* _EXERCISE_
Those lines of the records that contain "background" are to be located and copied.

* _INPUT FOR THIS TASK_

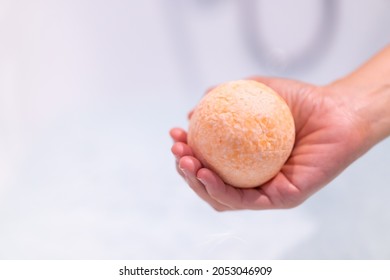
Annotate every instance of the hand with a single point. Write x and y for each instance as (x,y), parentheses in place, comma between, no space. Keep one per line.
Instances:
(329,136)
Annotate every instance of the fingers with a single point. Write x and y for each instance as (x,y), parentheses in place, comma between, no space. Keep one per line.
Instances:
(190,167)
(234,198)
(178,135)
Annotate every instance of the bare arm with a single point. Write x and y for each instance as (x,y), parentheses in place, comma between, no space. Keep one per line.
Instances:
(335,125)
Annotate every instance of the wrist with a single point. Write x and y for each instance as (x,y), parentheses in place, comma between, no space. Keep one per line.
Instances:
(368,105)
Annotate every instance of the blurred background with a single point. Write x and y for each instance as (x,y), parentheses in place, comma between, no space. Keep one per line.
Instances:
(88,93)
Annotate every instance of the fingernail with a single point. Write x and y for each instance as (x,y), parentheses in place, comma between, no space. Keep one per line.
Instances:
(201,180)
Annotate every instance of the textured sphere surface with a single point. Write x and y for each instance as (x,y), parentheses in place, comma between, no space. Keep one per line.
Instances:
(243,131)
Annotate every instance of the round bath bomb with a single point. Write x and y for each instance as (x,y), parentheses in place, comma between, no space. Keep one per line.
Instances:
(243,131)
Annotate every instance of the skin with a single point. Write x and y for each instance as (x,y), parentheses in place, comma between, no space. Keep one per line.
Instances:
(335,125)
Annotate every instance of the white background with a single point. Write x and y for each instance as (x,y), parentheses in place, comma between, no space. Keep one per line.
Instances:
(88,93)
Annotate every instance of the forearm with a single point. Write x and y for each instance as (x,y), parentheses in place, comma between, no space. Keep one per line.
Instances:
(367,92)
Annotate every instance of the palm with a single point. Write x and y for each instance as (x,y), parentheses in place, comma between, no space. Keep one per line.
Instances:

* _OUTPUT FOR THIS TASK_
Annotate every instance of the blurred background with a single point. Write x and y for each instance as (x,y), parentheses in place, comma between, no space. Keep one per line.
Annotate every instance of the white background with a single point. Write x and y for each instance as (x,y), parentheses in place, comma between, no space. Keep one per line.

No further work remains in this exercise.